PROBLEM 1 —
Transcribe the part of the Pale Fire note below, starting at "In VN's novel" and ending at "enthron'd to man.".

TEXT SHOWN —
------------------------------------------------------------------------

In VN's novel Pale Fire (1962) Hazel Shade (the poet's daughter whose "real" name seems to be Nadezhda Botkin) drowned in Lake Omega. In A Song to David (1763) Christopher Smart (an English poet, 1722-71, who wrote A Song to David and Jubilate Agno during his confinement for insanity in St. Luke's Asylum in London) mentions seven letters of the Greek alphabet (Alpha, Gamma, Eta, Theta, Iota, Sigma and Omega):
XXX
The pillars of the Lord are seven,
Which stand from earth to topmost heav'n;
His wisdom drew the plan;
His WORD accomplish'd the design,
From brightest gem to deepest mine,
From CHRIST enthron'd to man.
XXXI
Alpha, the cause of causes, first
In station, fountain, whence the burst
Of light, and blaze of day;
Whence bold attempt, and brave advance,
Have motion, life, and ordinance
And heav'n itself its stay.
XXXII
Gamma supports the glorious arch
On which angelic legions march,
And is with sapphires pav'd;
Thence the fleet clouds are sent adrift,
And thence the painted folds, that lift
The crimson veil, are wav'd.
XXXIII
Eta with living sculpture breathes,
With verdant carvings, flow'ry wreathes,
Of never-wasting bloom;
In strong relief his goodly base
All instruments of labor grace,
The trowel, spade, and loom.
XXXIV
Next Theta stands to the Supreme—
Who form'd, in number, sign, and scheme,
Th'illustrious lights that are:
And one address'd his saffrom robe,
And one, clad in a silver globe,
Held rule with ev'ry star.
XXXV
Iota's tun'd to choral hymns
Of those that fly, while he that swims
In thankful safety lurks;
And foot, and chapitre, and niche,
The various histories enrich
Of God's record'd works.
XXXVI
Sigma presents the social droves,
With him that solitary roves,
And man of all the chief;
Fair on whose face, and stately frame,
Did God impress His hallow'd name,
For ocular belief.
XXXVII
OMEGA! GREATEST and the BEST,
Stands sacred to the day of rest,
For gratitude and thought;
Which bless'd the world upon his pole,
And gave the universe his goal,
And clos'd th'infernal draught.
Alpha brings to mind Alphina (the youngest of Judge Goldsworth's four daughters) and King Alfin (the father of Charles the Beloved). An iota is the smallest letter of the Greek alphabet. The expression "not one iota" comes from the Bible (Matthew 5:18): "For truly, I say to you, until heaven and earth pass away, not an iota, not a dot, will pass from the Law until all is accomplished." Kinbote's landlord, Hugh Warren Goldsworth is an authority on Roman law and distinguished judge.

------------------------------------------------------------------------

INPUT ROWS —
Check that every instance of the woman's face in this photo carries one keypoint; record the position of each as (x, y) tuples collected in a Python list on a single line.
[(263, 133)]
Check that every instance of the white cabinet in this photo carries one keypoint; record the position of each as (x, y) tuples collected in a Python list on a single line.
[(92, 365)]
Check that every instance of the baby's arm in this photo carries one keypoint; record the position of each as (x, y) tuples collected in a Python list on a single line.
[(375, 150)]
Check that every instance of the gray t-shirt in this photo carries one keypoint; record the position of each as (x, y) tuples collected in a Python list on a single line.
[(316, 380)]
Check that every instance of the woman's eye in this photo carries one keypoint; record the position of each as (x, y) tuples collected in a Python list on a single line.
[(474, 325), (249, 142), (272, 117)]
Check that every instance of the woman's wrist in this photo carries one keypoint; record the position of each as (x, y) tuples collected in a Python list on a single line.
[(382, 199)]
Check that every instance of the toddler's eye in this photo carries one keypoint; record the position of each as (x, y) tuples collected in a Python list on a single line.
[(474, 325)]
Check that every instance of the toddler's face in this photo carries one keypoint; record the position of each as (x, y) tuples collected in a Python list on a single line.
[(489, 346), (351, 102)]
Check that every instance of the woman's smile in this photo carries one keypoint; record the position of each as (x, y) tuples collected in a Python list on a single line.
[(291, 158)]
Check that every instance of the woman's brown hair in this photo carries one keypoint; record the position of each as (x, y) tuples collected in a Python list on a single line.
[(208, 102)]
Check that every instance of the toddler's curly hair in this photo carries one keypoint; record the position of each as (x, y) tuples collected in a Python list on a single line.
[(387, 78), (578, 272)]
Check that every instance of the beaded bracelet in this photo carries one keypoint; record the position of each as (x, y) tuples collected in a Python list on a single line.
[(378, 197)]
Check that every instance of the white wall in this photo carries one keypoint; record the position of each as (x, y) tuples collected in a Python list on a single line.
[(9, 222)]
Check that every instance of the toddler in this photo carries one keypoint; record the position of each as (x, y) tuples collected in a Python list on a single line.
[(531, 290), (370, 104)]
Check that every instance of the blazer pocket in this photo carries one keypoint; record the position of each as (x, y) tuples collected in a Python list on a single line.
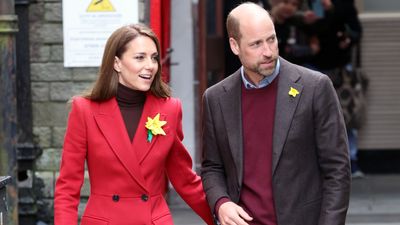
[(91, 220), (163, 220)]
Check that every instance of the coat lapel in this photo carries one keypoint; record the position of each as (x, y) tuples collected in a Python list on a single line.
[(140, 144), (231, 102), (111, 124), (285, 107)]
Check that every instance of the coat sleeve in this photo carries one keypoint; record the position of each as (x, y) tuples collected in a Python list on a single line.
[(332, 150), (70, 180), (185, 181)]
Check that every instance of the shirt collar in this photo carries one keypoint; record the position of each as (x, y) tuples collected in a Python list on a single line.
[(264, 82)]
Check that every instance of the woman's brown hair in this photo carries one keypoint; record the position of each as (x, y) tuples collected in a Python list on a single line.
[(105, 87)]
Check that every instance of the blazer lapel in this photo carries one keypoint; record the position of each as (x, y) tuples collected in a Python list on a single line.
[(140, 143), (286, 105), (231, 102), (111, 124)]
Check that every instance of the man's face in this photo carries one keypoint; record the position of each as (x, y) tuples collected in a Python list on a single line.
[(257, 49)]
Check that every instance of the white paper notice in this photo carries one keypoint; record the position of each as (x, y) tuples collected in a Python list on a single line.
[(87, 25)]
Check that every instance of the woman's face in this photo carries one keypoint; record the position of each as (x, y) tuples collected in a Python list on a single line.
[(138, 66)]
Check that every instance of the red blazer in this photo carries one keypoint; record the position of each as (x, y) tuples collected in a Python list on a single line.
[(128, 180)]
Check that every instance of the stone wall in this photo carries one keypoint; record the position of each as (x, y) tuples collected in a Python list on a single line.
[(52, 86)]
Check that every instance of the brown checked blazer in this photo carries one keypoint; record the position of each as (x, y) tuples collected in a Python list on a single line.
[(310, 163)]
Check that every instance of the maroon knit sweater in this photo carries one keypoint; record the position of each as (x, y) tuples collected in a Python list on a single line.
[(258, 112)]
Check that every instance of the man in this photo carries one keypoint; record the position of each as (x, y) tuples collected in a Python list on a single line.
[(274, 140)]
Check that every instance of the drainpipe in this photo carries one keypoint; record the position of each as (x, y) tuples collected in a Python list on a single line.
[(8, 107)]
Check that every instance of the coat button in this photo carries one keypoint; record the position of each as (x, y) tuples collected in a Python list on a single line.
[(115, 198), (145, 197)]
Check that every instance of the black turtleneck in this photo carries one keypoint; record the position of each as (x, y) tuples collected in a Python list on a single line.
[(131, 103)]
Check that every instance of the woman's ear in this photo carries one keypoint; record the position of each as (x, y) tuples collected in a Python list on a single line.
[(234, 46), (117, 64)]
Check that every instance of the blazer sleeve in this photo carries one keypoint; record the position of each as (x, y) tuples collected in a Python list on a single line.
[(332, 150), (185, 181), (70, 180)]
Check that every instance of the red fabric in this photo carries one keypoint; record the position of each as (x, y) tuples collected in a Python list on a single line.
[(160, 18), (258, 110), (127, 178)]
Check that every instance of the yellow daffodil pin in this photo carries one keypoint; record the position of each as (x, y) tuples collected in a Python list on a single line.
[(154, 127), (293, 92)]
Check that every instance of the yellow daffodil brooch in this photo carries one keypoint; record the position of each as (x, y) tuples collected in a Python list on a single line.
[(154, 127), (293, 92)]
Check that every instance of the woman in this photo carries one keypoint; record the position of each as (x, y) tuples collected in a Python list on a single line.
[(128, 130)]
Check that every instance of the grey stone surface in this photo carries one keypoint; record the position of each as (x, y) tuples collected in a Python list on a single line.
[(61, 91), (49, 160), (49, 72), (53, 12), (49, 113), (58, 136), (57, 53), (42, 136), (40, 53)]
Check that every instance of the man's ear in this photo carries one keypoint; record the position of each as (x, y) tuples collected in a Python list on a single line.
[(117, 64), (234, 46)]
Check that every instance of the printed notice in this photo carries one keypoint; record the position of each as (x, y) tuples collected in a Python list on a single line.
[(87, 25)]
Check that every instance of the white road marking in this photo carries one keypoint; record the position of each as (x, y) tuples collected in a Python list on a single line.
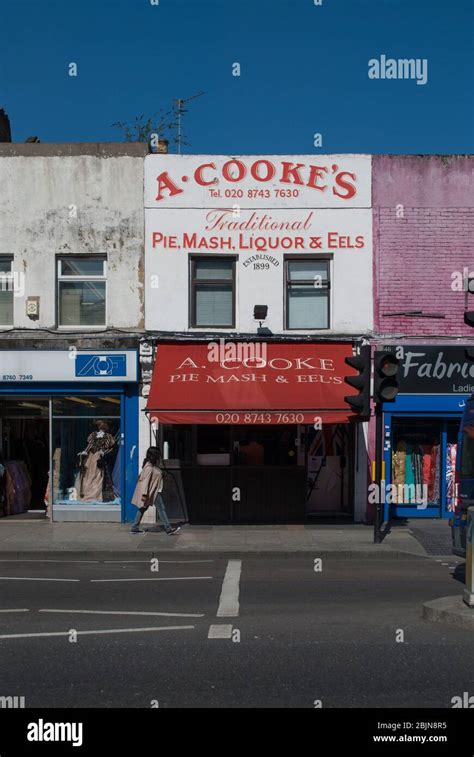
[(91, 633), (175, 578), (221, 631), (229, 599), (177, 562), (126, 612), (27, 560), (22, 610), (18, 578)]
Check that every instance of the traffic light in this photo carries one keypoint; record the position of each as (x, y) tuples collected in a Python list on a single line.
[(360, 403), (469, 318), (386, 366)]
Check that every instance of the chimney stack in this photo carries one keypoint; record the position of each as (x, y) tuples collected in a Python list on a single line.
[(5, 131)]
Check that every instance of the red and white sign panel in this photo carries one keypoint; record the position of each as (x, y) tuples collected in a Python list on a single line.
[(285, 384), (250, 181)]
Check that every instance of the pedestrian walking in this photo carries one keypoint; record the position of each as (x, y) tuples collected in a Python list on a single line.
[(148, 492)]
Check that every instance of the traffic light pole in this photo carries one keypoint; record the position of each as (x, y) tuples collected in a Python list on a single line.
[(378, 472)]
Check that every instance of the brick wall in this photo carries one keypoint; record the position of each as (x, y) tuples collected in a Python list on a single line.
[(423, 233)]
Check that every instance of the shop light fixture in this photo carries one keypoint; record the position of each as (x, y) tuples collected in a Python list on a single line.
[(81, 401), (32, 404)]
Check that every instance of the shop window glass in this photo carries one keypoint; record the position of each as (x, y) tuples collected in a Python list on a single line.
[(178, 443), (307, 294), (212, 291), (6, 291), (82, 291), (213, 445), (416, 460), (467, 459), (86, 466)]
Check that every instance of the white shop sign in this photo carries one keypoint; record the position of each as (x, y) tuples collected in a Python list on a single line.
[(274, 231), (252, 181), (27, 366)]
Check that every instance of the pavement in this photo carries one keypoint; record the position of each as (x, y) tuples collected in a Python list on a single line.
[(219, 632), (32, 534)]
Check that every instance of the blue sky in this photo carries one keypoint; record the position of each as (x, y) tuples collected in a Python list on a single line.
[(304, 70)]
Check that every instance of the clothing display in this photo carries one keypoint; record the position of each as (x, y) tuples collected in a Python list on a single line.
[(94, 480), (17, 487), (415, 472), (451, 451)]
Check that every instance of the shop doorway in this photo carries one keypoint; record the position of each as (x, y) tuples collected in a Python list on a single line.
[(60, 454), (329, 461), (261, 474), (24, 454)]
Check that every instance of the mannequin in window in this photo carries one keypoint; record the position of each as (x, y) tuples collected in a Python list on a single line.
[(94, 481)]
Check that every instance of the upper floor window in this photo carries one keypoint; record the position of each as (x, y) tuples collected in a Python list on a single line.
[(212, 292), (307, 293), (6, 290), (82, 288)]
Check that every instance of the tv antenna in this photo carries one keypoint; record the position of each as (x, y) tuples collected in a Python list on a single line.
[(180, 112)]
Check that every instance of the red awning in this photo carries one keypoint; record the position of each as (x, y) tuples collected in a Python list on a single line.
[(250, 383)]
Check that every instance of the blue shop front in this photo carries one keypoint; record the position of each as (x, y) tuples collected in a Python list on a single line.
[(69, 433), (421, 430)]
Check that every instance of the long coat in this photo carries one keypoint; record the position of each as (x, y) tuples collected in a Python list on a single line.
[(149, 484)]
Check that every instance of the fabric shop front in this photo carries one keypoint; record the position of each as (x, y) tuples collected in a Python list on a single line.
[(421, 429), (258, 439), (69, 433)]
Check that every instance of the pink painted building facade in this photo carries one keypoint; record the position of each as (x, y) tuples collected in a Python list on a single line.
[(423, 226)]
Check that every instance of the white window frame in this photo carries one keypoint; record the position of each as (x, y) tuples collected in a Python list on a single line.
[(62, 278), (10, 277), (328, 286)]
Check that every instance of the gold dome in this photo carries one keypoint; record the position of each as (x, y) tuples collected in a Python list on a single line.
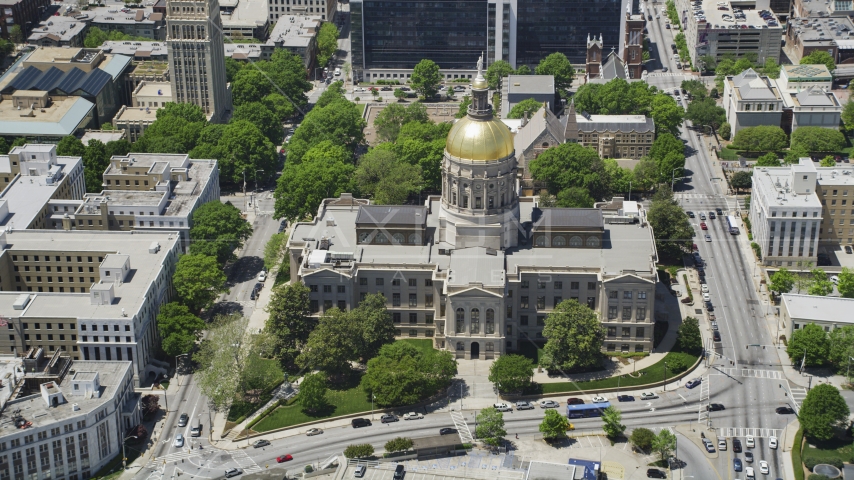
[(479, 140)]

------------------------------------------------------------------------

PROBLEM 2 —
Repeat word for word the lines of the listing above, starting at the line that contains "Check that every instance of the clothing" and ending at the line that contains "[(212, 292), (307, 293), (6, 290), (82, 288)]".

CORRECT RESULT 1 —
In VN's novel Pale Fire (1962) Hazel Shade (the poet's daughter whose "real" name seems to be Nadezhda Botkin) drowned in Lake Omega. In A Song to David (1763) Christopher Smart (an English poet, 1722-71, who wrote A Song to David and Jubilate Agno during his confinement for insanity in St. Luke's Asylum in London) mentions seven letters of the Greek alphabet (Alpha, Gamma, Eta, Theta, Iota, Sigma and Omega):
XXX
The pillars of the Lord are seven,
Which stand from earth to topmost heav'n;
His wisdom drew the plan;
His WORD accomplish'd the design,
From brightest gem to deepest mine,
From CHRIST enthron'd to man.

CORRECT RESULT 2 —
Check that every instance of the clothing display in this photo carries one keypoint; record the position of each as (x, y) tuples collected in a Python list on a single line.
[(94, 480), (17, 487), (415, 472), (451, 451)]
Check that every instance of the shop doorway in this photo carries one keypoint; record the position of each as (x, y) tuples collected in a Python list on a single line.
[(60, 454), (329, 461), (261, 474), (24, 454)]
Check that every instance of the mannequin in window in this photo carries one keypoint; record the position of each as (x, y) tuples collected in a Python list on a single line.
[(94, 481)]
Check that every instance of the upper floor window in this photo carries one keypoint; record the position of each as (x, y) tuples collected in a Python list on a single line.
[(212, 292), (307, 293), (6, 290), (82, 288)]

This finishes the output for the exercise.